> DIRECTIONS FOR THIS TASK
Keeping every word intact, reproduce all of the records.

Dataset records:
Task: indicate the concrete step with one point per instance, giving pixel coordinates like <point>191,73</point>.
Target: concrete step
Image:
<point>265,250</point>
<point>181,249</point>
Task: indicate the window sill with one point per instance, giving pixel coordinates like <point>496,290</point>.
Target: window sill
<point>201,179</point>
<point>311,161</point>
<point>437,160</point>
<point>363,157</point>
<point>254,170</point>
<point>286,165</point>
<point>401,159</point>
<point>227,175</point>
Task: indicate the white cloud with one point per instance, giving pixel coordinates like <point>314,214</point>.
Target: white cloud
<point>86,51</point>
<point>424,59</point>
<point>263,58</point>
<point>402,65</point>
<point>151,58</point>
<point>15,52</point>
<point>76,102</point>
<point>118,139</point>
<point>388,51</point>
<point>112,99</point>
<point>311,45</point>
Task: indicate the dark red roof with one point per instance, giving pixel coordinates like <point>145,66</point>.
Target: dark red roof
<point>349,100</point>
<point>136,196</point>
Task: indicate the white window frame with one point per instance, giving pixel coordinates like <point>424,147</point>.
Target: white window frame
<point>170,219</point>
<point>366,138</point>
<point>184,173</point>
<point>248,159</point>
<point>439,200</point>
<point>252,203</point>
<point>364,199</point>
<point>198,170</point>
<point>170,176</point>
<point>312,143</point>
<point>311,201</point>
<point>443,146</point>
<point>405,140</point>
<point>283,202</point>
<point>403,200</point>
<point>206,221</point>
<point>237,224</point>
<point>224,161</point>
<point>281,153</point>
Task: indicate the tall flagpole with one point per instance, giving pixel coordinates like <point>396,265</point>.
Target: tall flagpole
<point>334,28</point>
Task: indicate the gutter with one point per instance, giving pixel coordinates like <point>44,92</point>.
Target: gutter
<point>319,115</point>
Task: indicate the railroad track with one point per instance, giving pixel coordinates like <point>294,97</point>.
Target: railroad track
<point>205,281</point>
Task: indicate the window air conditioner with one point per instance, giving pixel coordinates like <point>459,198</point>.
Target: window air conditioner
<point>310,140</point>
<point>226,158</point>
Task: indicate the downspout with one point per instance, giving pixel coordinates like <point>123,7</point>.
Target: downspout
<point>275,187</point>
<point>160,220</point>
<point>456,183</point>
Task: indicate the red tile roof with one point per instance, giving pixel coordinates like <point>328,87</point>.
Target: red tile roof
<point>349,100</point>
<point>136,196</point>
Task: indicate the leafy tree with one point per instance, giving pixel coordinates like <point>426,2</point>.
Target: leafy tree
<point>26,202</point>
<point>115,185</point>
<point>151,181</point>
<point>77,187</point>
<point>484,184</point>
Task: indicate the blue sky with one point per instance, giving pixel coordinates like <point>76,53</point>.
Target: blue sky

> OUTPUT BELOW
Task: indicate the concrete step with one point per instance, giving pixel coordinates like <point>191,73</point>.
Target: concrete step
Image:
<point>265,250</point>
<point>181,249</point>
Task: indicate the window sill with one point per instance, giving pixel coordinates like <point>496,290</point>.
Target: window sill
<point>201,179</point>
<point>311,161</point>
<point>437,160</point>
<point>363,157</point>
<point>254,170</point>
<point>286,165</point>
<point>401,159</point>
<point>227,175</point>
Task: indicate the white cloud with one point per instance, giving pixel coordinates like <point>314,214</point>.
Target: white cloud
<point>86,51</point>
<point>424,59</point>
<point>263,58</point>
<point>402,65</point>
<point>151,58</point>
<point>15,52</point>
<point>76,102</point>
<point>118,139</point>
<point>388,51</point>
<point>112,99</point>
<point>311,45</point>
Task: indicate the dark red roof with one point per instance, giving pixel coordinates like <point>145,66</point>.
Target: dark red roof
<point>349,100</point>
<point>136,196</point>
Task: indicate the white window frame with one point per instance, giving pixel coordinates like <point>424,147</point>.
Target: white window frame
<point>170,219</point>
<point>366,138</point>
<point>184,173</point>
<point>248,159</point>
<point>439,200</point>
<point>252,203</point>
<point>364,199</point>
<point>198,170</point>
<point>170,176</point>
<point>312,143</point>
<point>311,201</point>
<point>443,146</point>
<point>405,140</point>
<point>283,202</point>
<point>403,200</point>
<point>206,221</point>
<point>237,224</point>
<point>224,161</point>
<point>281,153</point>
Task: indicate the tall flagpole with one point per instance, giving pixel coordinates like <point>396,265</point>.
Target: tall flagpole
<point>334,28</point>
Task: indicate the gutter with one point per instance, giving pixel coordinates like <point>44,92</point>.
Target: gutter
<point>319,115</point>
Task: indicate the railroad track with one point per instance, giving pixel coordinates like <point>294,97</point>.
Target: railroad track
<point>205,281</point>
Task: indicate the window air conditioner with one point per instance, giving pixel coordinates like <point>459,198</point>.
Target: window air conditioner
<point>310,140</point>
<point>226,158</point>
Task: indicate the downspout with one point per instance, giving pixel coordinates like <point>123,7</point>.
Target: downspout
<point>275,187</point>
<point>160,220</point>
<point>456,183</point>
Task: indicate the red tile roof with one point per instance, giving pixel coordinates like <point>328,87</point>.
Target: red tile roof
<point>349,100</point>
<point>136,196</point>
Task: indicate the leafy tree with one point per instance, giving pixel coordinates like <point>426,2</point>.
Target: leafy tree
<point>26,202</point>
<point>115,185</point>
<point>151,181</point>
<point>77,187</point>
<point>484,184</point>
Task: indicate the blue sky with one point per instance, giving pixel coordinates like <point>76,53</point>.
Target: blue sky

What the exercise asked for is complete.